▶ [Provided passage]:
[START]

Skip to content

Cease and desist order sticks against low-power Cleveland station

Post categories

  1. Content Restrictions

    NMU         SIXTH CIRCUIT         Broadcasting         Aug 17, 2001    

Cease and desist order sticks against low-power Cleveland station

  • Station operator will have a chance to challenge license requirement at argument scheduled for September.

The operator of a volunteer radio station in Cleveland could not raise a constitutional defense during a hearing on the enforcement of a Federal Communications Commission cease and desist order, a federal appeals court decided.

Jerry Szoka stopped broadcasting “Grid Radio” in March 2000 after a federal judge issued an injunction against the low-power FM radio station. Szoka challenged the validity of the federal licensing requirement, but the U.S. Court of Appeals in Cincinnati (6th Cir.) said the proper venue to address that legal question was in another court. The U.S. Court of Appeals in Washington, D.C. (D.C. Cir.) will hear Szoka’s case in September.

The decision by the Sixth Circuit on July 30 was on very narrow grounds, said attorney Mark Wallach, who represented Szoka. The appeals court ruling only enforced the injunction by the district court, which was issued because of Szoka failed to comply with the FCC orders.

In the meantime, the radio station named after a Cleveland nightclub will remain silent. Wallach, who argued the case to the Sixth Circuit, said his client wants to resume broadcasting to fill the void left in the market since the shutdown.

[END]

▶ [Stated problem a]:
Turn the records from the line with "outline rusty metal post" to the line with "149], [116, 111]]", both included, into a Markdown table with the columns Row and Line. Skip blank lines.

▶ [Records supplied]:
[START]

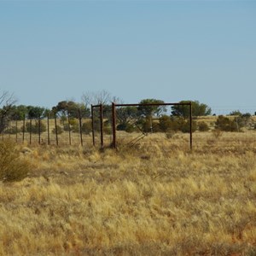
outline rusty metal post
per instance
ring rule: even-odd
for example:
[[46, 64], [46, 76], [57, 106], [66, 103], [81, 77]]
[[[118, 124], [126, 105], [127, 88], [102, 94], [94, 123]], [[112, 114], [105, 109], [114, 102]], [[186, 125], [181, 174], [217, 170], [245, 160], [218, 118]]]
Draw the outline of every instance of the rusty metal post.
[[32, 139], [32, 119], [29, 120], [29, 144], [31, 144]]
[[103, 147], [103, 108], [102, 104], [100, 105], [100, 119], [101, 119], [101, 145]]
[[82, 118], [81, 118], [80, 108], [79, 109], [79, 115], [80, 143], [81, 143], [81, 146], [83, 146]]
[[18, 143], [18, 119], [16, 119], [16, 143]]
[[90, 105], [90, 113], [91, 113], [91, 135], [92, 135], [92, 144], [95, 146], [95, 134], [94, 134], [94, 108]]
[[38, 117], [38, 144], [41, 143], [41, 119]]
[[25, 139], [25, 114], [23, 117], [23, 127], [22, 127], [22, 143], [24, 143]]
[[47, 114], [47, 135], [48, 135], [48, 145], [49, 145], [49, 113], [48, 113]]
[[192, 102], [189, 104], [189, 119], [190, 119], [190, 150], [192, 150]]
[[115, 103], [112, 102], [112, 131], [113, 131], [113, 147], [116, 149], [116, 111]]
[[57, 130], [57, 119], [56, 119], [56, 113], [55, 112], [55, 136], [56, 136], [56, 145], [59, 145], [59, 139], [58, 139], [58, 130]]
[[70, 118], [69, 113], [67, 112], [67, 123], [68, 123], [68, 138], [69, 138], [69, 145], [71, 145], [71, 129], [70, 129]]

[END]
[START]

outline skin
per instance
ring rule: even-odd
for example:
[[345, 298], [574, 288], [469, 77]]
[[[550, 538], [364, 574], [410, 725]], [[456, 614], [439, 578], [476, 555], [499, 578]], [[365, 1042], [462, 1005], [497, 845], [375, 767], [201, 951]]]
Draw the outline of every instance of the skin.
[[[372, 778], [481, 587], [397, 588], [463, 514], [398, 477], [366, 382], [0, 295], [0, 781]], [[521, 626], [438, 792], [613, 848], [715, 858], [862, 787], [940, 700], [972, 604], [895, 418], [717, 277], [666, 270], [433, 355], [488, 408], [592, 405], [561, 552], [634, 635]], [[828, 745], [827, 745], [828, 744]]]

[END]
[START]

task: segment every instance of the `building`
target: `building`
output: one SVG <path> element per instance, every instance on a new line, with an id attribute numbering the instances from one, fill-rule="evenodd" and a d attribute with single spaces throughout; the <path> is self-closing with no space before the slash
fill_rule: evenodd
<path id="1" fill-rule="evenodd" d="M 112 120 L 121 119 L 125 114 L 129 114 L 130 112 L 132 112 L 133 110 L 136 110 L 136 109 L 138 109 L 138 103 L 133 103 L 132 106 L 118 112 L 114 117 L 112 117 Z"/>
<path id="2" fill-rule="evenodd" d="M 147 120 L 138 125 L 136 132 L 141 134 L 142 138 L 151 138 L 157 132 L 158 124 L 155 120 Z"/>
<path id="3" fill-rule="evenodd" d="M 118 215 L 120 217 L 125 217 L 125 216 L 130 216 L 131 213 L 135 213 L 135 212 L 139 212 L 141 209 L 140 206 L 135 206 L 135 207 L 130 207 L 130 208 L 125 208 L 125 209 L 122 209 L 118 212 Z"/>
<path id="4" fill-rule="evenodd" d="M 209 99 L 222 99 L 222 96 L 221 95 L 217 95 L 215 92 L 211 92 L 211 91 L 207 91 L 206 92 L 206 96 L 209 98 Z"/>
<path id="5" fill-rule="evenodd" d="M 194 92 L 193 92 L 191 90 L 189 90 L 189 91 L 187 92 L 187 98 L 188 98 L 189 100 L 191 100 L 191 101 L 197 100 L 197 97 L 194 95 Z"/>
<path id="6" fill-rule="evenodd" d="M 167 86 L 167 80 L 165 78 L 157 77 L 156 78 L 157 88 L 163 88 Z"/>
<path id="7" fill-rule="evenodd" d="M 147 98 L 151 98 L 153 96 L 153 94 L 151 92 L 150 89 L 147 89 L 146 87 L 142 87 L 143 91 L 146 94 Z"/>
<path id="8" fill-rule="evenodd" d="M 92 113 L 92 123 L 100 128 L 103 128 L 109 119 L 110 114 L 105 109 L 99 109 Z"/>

[END]

▶ [Stated problem b]:
Reproduce the article about the Cleveland radio station in full, word for word.

▶ [Exercise result a]:
| Row | Line |
|---|---|
| 1 | outline rusty metal post |
| 2 | per instance |
| 3 | ring rule: even-odd |
| 4 | for example: |
| 5 | [[46, 64], [46, 76], [57, 106], [66, 103], [81, 77]] |
| 6 | [[[118, 124], [126, 105], [127, 88], [102, 94], [94, 123]], [[112, 114], [105, 109], [114, 102]], [[186, 125], [181, 174], [217, 170], [245, 160], [218, 118]]] |
| 7 | Draw the outline of every instance of the rusty metal post. |
| 8 | [[32, 139], [32, 119], [29, 120], [29, 144], [31, 144]] |
| 9 | [[103, 147], [103, 108], [102, 104], [100, 105], [100, 119], [101, 119], [101, 145]] |
| 10 | [[82, 118], [81, 118], [80, 108], [79, 109], [79, 115], [80, 143], [81, 143], [81, 146], [83, 146]] |
| 11 | [[18, 143], [18, 119], [16, 119], [16, 143]] |
| 12 | [[90, 105], [90, 113], [91, 113], [91, 135], [92, 135], [92, 144], [95, 146], [95, 134], [94, 134], [94, 108]] |
| 13 | [[38, 117], [38, 144], [41, 143], [41, 119]] |
| 14 | [[25, 139], [25, 114], [23, 117], [23, 127], [22, 127], [22, 143], [24, 143]] |
| 15 | [[47, 114], [47, 135], [48, 135], [48, 145], [49, 145], [49, 113], [48, 113]] |
| 16 | [[192, 102], [189, 104], [189, 119], [190, 119], [190, 150], [192, 150]] |
| 17 | [[115, 103], [112, 102], [112, 131], [113, 131], [113, 147], [116, 149], [116, 111]] |

▶ [Exercise result b]:
Skip to content

Cease and desist order sticks against low-power Cleveland station

Post categories

  1. Content Restrictions

    NMU         SIXTH CIRCUIT         Broadcasting         Aug 17, 2001    

Cease and desist order sticks against low-power Cleveland station

  • Station operator will have a chance to challenge license requirement at argument scheduled for September.

The operator of a volunteer radio station in Cleveland could not raise a constitutional defense during a hearing on the enforcement of a Federal Communications Commission cease and desist order, a federal appeals court decided.

Jerry Szoka stopped broadcasting “Grid Radio” in March 2000 after a federal judge issued an injunction against the low-power FM radio station. Szoka challenged the validity of the federal licensing requirement, but the U.S. Court of Appeals in Cincinnati (6th Cir.) said the proper venue to address that legal question was in another court. The U.S. Court of Appeals in Washington, D.C. (D.C. Cir.) will hear Szoka’s case in September.

The decision by the Sixth Circuit on July 30 was on very narrow grounds, said attorney Mark Wallach, who represented Szoka. The appeals court ruling only enforced the injunction by the district court, which was issued because of Szoka failed to comply with the FCC orders.

In the meantime, the radio station named after a Cleveland nightclub will remain silent. Wallach, who argued the case to the Sixth Circuit, said his client wants to resume broadcasting to fill the void left in the market since the shutdown.